BRIEF
Copy out the entries again, requests included. Begin at the line that has "Task: locate the pink" and go through the end of the entries. Resize only the x and y coordinates in the answers by multiplying each by 2.5 and rounding to a whole number, with halves rounded up.

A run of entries
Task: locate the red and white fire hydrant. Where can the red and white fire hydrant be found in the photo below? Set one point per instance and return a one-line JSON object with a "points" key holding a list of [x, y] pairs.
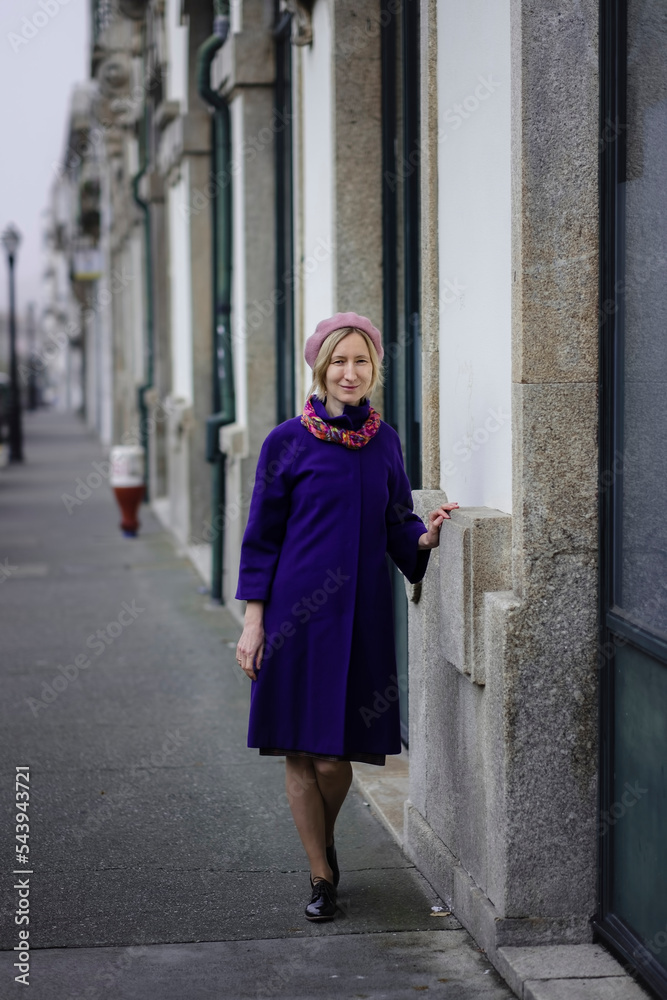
{"points": [[127, 481]]}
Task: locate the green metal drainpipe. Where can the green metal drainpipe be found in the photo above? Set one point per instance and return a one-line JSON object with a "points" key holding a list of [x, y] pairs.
{"points": [[148, 384], [223, 395]]}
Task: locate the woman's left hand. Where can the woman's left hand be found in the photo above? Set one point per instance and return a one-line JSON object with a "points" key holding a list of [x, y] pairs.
{"points": [[431, 539]]}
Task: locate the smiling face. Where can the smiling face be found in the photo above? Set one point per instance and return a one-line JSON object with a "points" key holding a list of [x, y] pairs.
{"points": [[350, 370]]}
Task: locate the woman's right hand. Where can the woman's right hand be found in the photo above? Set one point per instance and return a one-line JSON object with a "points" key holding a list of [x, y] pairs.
{"points": [[250, 647]]}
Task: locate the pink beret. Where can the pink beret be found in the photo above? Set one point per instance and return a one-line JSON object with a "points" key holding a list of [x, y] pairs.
{"points": [[337, 322]]}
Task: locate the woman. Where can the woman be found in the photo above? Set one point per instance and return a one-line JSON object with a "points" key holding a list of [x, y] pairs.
{"points": [[331, 497]]}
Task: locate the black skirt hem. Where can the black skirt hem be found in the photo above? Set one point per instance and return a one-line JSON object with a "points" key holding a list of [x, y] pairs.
{"points": [[362, 758]]}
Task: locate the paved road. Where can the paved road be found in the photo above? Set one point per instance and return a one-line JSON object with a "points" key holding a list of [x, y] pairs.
{"points": [[165, 861]]}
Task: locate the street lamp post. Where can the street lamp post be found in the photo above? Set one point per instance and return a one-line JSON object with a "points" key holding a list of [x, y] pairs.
{"points": [[10, 240]]}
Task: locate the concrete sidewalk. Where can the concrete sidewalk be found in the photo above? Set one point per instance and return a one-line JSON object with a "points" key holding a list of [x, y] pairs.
{"points": [[165, 861]]}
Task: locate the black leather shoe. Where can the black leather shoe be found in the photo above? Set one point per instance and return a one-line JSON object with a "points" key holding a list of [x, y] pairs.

PROBLEM SOLUTION
Task: locate the pink beret. Where can the pink beret be found in the photo above? Set one point per instance and return a one-line JSON object with a "points" key holding a list of [x, y] pairs.
{"points": [[843, 805]]}
Task: locate the woman. Where can the woman be found in the photo above? Set one point per instance and return a one-line JSON object with a "points" key holding a list of [x, y] pairs.
{"points": [[828, 1243]]}
Task: locate the black skirt hem. Where can the black skirt hem be found in the photo above? Set one point per instance and return a one-line JSON object with a "points" key holding a list of [x, y] pairs.
{"points": [[905, 1895]]}
Task: locate the paved road. Where can the paved road be found in the photo above? Set one point per instance and return a one-line JSON object with a "points" key holding a list of [x, y] pairs.
{"points": [[413, 2153]]}
Task: locate the street lamp post. Where can the street lamp post be found in the photo above? Set one point per instance and return a one-line JSON object with a "points" key holding a list of [x, y] pairs.
{"points": [[25, 600]]}
Task: locate the concrete sidewalk. Where can the concrete sidewalk be found in the photo above? Set one point per instance and return a one-line JSON object with a "points" key holding a list of [x, y] pairs.
{"points": [[413, 2153]]}
Task: locate the black leather shoe. Where can the black leather shoe be found in the photo above? Set one point per instance and return a one-line JSON object with a "points" key holding a list of [x, y] pairs.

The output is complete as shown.